本文:
至於心的調伏方面,末學遵照張居士所教的方法,先由制心止以調伏妄念,隨時看緊自己念頭,遵守道德規範。所謂道德之道字,可謂諸惡莫作;德字可謂眾善奉行,或說道者,嚴以律己;德者,厚以待人;也可說道者,上求佛道,德者,下化眾生;或可說道者,自利,德者,利他。

起先,綿細的妄想,不停的雜念,隨著貪瞋癡驀然地暴起暴落;有如驚濤,洶湧澎湃,較之未修行時,有過之而無不及。為此,每天仍然用功的焚香禮佛,懺悔業障。逐漸地,因心的調伏及禪定的修習(所謂禪乃了知自己真心應萬種緣之動相,定則是對於此真心之動相不執著),使體性微露,進而是體性與習氣的戰鬥,此時只有守住體空,以空來去除習氣,才能達到平日起心動念均能了了自知,而不為外境所轉。無事時,不亂攀緣守住空寂;遇困境時,以如如不動的體性去轉境緣,則事過境遷時,船過水無痕,從而體會到楞嚴經中的「來無所黏,過無蹤跡。」的含義,平時會感覺早上發生過的事,到下午變成好像隔了很久,這正是外塵境已逐漸無法沾黏根性。此時若於靜坐中,應該是呼吸漸止,氣脈正旺。

題目 1:
判斷下列三項敘述是否符合上面這段談調伏心念的本文,各答「是」或「否」,並一字不差地引出本文中作為依據的原句。(a) 本文說「德」可以指厚以待人。(b) 本文說起初的妄念比未修行時少。(c) 本文把「定」解釋為對真心的動相不執著。
題目 2:
請接續上面這段談調伏心念與禪定的本文,從其最後一句之後往下寫。

點位標註資料集摘錄:
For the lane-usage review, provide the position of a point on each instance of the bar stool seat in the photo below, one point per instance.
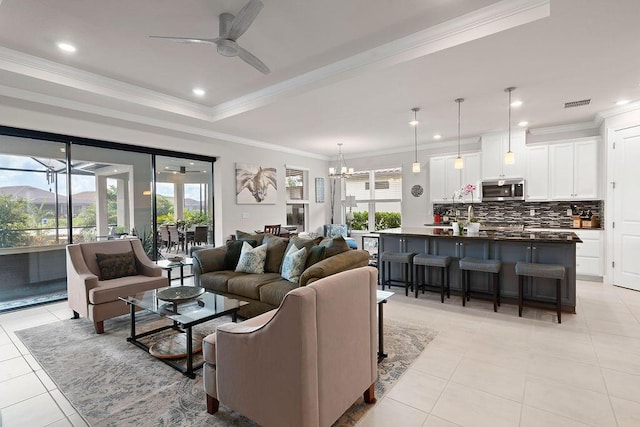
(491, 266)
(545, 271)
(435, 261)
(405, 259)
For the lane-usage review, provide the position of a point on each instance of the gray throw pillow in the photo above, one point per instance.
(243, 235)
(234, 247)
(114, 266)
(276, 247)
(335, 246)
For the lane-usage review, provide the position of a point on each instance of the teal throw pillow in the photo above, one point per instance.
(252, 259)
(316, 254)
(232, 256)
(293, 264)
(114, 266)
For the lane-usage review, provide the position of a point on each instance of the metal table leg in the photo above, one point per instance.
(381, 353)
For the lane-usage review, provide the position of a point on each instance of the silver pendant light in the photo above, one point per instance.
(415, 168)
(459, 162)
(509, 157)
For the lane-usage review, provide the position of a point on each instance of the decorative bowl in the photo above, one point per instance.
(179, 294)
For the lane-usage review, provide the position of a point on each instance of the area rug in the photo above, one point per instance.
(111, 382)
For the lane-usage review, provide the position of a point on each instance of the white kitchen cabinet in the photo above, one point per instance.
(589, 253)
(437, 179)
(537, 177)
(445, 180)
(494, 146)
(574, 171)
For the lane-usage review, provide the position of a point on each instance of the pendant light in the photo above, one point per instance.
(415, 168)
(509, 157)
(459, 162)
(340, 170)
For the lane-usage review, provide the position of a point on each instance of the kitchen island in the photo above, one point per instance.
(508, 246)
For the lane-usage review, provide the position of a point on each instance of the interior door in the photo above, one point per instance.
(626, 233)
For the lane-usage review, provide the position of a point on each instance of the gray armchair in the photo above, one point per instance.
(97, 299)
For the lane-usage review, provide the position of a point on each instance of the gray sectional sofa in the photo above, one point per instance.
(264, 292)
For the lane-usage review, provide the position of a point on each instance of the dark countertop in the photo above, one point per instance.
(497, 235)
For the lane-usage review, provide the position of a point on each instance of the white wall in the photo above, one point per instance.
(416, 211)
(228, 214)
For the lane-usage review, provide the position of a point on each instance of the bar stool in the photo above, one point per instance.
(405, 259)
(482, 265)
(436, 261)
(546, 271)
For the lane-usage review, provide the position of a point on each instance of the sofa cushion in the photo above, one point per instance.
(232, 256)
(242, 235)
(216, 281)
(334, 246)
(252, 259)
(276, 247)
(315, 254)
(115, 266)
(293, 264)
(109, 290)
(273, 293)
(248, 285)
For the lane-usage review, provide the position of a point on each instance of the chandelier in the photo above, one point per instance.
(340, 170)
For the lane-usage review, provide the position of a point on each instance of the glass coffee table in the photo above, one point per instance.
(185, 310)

...

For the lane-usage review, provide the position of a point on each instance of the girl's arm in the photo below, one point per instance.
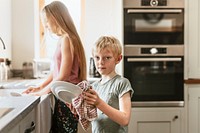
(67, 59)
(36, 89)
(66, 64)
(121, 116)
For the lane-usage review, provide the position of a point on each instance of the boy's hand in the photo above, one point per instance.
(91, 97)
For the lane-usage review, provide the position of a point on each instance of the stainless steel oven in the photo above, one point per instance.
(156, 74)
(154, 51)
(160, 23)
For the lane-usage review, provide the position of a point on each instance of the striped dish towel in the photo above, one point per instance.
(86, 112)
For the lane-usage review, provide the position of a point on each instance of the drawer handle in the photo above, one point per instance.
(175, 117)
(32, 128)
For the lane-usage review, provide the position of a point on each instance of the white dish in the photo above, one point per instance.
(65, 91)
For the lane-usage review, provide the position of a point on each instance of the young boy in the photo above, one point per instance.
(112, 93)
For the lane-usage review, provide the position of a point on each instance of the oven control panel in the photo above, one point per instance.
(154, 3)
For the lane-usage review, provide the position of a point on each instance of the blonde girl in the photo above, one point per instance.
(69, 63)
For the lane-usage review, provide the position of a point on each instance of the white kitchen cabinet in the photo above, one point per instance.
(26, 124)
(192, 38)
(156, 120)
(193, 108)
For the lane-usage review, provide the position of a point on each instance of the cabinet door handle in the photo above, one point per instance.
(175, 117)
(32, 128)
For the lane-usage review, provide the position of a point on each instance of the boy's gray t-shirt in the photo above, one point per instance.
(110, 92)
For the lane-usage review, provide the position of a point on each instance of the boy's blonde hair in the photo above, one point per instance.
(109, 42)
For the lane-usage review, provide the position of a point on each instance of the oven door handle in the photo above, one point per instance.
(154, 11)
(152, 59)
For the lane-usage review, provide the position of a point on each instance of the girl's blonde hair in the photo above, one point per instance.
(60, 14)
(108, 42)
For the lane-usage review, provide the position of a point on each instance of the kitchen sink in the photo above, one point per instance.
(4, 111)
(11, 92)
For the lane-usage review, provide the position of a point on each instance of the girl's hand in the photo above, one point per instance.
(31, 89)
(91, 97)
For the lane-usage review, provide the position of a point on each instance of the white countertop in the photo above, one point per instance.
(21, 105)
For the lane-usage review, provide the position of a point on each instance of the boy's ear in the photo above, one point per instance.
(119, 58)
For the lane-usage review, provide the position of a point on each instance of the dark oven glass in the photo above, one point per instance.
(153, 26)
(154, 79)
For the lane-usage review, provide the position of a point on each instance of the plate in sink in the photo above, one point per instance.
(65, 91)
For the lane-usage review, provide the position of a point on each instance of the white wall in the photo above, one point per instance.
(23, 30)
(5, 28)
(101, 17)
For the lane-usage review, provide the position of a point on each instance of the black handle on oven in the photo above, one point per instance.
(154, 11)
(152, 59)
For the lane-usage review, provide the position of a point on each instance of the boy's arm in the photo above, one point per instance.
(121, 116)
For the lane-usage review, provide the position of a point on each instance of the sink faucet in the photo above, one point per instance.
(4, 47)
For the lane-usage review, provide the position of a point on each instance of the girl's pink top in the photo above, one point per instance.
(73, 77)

* * *

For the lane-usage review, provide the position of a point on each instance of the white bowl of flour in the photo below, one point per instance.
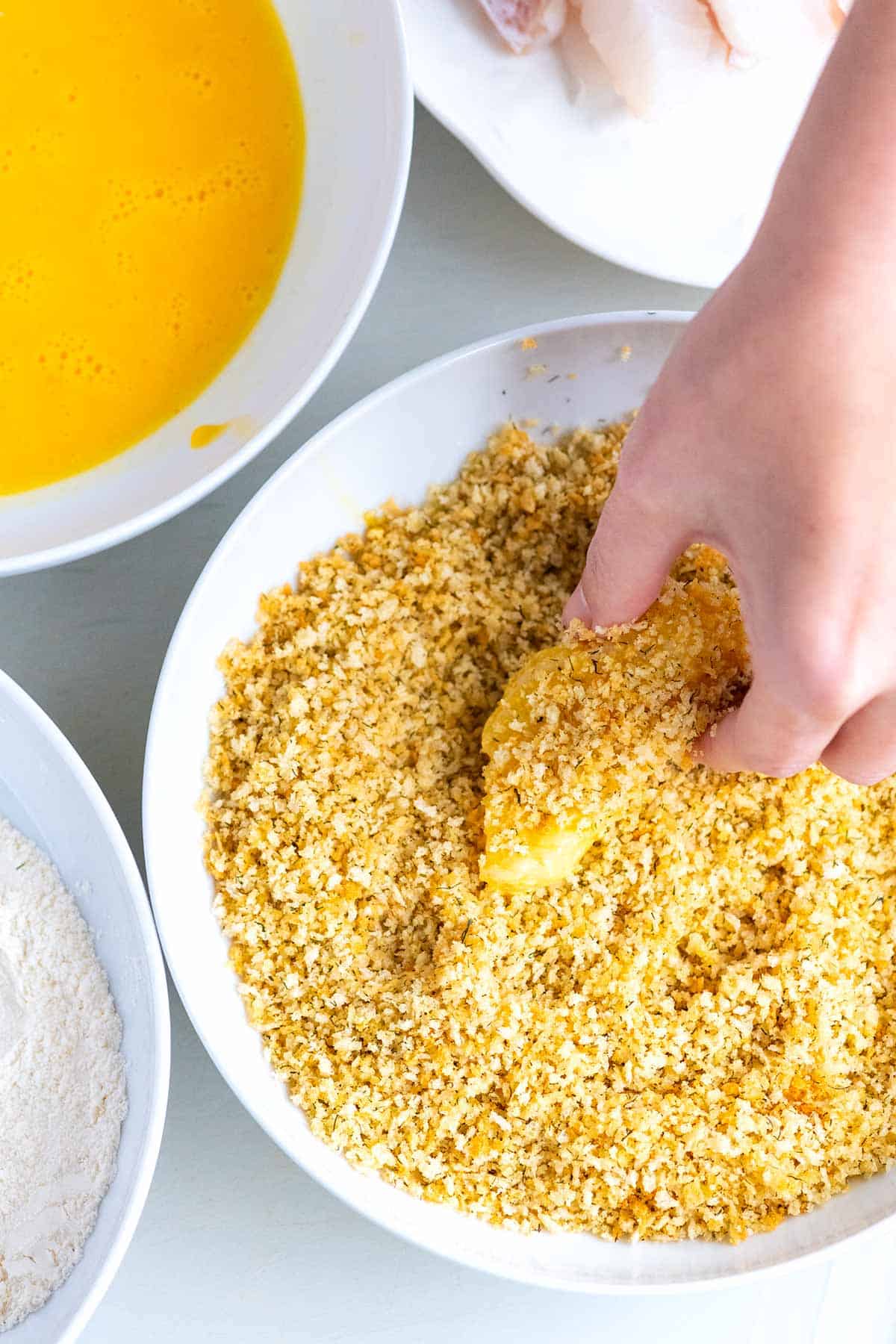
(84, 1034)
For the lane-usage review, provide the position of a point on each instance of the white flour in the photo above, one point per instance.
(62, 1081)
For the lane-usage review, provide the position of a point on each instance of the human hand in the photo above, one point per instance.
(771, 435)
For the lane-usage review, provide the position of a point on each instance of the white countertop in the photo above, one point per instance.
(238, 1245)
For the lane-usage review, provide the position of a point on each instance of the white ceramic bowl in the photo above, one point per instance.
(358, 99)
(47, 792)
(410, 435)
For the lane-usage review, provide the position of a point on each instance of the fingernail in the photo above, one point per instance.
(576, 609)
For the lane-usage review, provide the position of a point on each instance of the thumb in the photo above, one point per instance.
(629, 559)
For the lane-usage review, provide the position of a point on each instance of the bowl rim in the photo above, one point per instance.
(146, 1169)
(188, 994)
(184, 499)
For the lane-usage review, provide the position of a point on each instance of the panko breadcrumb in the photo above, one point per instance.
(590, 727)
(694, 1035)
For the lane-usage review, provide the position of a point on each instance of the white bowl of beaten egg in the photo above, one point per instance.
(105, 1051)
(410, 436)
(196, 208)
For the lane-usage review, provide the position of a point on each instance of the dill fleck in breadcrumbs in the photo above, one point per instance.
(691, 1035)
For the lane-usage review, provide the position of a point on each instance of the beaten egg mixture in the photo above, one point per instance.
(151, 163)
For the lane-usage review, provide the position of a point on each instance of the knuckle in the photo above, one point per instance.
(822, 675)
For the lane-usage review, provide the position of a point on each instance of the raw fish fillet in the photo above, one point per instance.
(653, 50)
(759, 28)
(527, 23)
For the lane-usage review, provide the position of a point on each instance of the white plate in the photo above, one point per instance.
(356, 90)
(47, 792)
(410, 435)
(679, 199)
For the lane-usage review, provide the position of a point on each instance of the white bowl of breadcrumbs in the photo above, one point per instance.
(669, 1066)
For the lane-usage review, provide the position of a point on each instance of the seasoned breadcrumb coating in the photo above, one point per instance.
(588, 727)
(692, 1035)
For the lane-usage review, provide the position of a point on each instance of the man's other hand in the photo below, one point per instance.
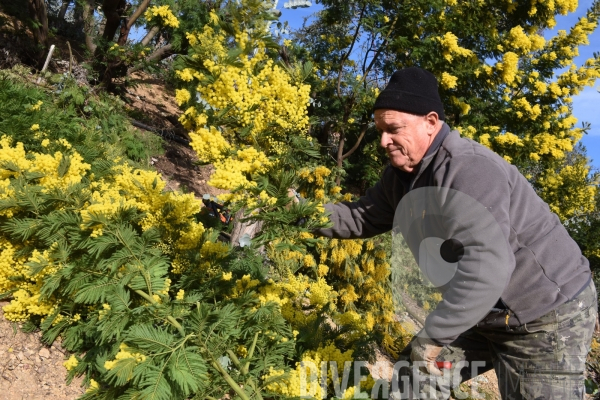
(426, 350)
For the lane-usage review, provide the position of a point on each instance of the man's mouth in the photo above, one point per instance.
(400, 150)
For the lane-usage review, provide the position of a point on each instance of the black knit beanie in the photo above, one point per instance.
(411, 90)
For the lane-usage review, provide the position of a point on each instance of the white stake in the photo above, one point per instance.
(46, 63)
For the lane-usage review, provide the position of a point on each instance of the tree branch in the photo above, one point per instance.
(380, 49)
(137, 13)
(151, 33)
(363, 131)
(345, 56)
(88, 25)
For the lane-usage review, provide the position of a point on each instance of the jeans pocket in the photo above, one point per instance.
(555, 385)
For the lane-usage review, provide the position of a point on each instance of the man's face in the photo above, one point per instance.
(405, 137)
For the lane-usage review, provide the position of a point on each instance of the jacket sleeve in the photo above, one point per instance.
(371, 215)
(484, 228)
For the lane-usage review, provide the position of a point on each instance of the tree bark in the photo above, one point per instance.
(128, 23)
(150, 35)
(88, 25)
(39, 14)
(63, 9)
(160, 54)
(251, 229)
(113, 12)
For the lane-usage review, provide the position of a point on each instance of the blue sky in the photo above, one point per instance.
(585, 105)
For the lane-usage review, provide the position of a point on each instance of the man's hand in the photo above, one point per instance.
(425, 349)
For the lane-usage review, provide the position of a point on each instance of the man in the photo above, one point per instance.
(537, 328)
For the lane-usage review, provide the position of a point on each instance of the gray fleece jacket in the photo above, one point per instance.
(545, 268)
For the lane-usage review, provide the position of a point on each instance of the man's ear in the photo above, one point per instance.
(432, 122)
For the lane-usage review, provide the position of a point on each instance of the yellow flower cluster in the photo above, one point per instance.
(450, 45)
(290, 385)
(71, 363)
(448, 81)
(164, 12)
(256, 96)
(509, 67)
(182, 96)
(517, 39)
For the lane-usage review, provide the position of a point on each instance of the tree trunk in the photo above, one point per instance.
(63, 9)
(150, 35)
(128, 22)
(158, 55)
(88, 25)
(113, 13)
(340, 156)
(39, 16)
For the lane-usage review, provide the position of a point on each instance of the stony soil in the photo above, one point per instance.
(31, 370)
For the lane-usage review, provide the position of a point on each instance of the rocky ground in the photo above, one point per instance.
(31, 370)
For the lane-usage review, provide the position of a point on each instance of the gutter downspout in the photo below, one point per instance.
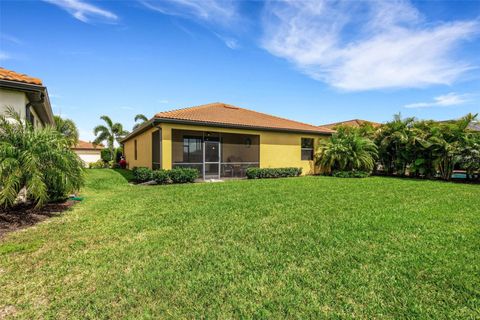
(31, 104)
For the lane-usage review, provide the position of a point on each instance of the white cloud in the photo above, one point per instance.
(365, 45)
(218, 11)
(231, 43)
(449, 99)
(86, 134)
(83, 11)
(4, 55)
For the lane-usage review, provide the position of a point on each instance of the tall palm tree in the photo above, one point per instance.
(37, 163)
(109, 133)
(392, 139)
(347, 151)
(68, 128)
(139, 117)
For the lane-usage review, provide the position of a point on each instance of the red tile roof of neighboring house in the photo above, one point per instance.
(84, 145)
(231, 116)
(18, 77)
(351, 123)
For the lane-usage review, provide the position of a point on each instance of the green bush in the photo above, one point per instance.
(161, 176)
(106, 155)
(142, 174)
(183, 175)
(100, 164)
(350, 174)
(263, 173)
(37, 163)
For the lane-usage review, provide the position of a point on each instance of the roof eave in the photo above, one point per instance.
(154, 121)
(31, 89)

作答 1:
(a) 是。「德者,厚以待人」
(b) 否。「較之未修行時,有過之而無不及」
(c) 是。「定則是對於此真心之動相不執著」

作答 2:
平實生活 即是禪境

學佛二年後,才體會欽老和尚所謂的「老實念佛」的意義,原來這「老實」二字,即是「清淨心」。故真正達到老實吃飯、老實睡覺、老實念佛的人,可說是成就者行徑,沒有入定,沒有出定,二六時均在定中,這也正是禪者的心境,當下活在戒定慧的平實生活中。可惜自己是一介凡夫無法體會此境界,只能意解古僧大德的一點禪定功夫而巳。

佛值涅槃時,宣示「以戒為師」,這正是我尋找老師的宗旨,我希望遇到一位默默無聞心下道高的「老實」修行人,能自在無礙而平實的生活,反應出禪者的蘊涵;以不圖名聞利養,道出佛子的素養,以出世的手法,表現出菩薩的悲願;以入世的精神,荷擔如來的家業。對我而言,如此的導師是明師而不是名師(所謂名師,往往只是名氣大而未能或無時間使後學成就者;明師,則沒甚麼名氣但能正確明白地教導學人,並指出由生死到解脫之道的修行人。)末學正學習如何成為一位默默無聞的「老實」修行人。

法門無量誓願學

張居士除了傳授我們各種身心的用功法門、飲食衛生及斷食療法,並解決同修各種修行問題。每次對「禪宗公案」之剖析,可說是一種智慧融合科學,包括邏輯、哲理、文史、自然科學的探討。禪理更是貫通經、律、論三藏,攝持身、語、意的修養,使我一遍又遍的重復聽下去,每聽完一遍內心的感受均不同,誠所謂「法喜充滿,信受而歸。」

張居士平日以「解與行」並進之教法指導我們,解的方面-禪宗道理的闡述及各種修行方法的解說;行的方面-強調以靜坐的基礎,實驗各種修行的方法,再以禪定境界來驗證經典。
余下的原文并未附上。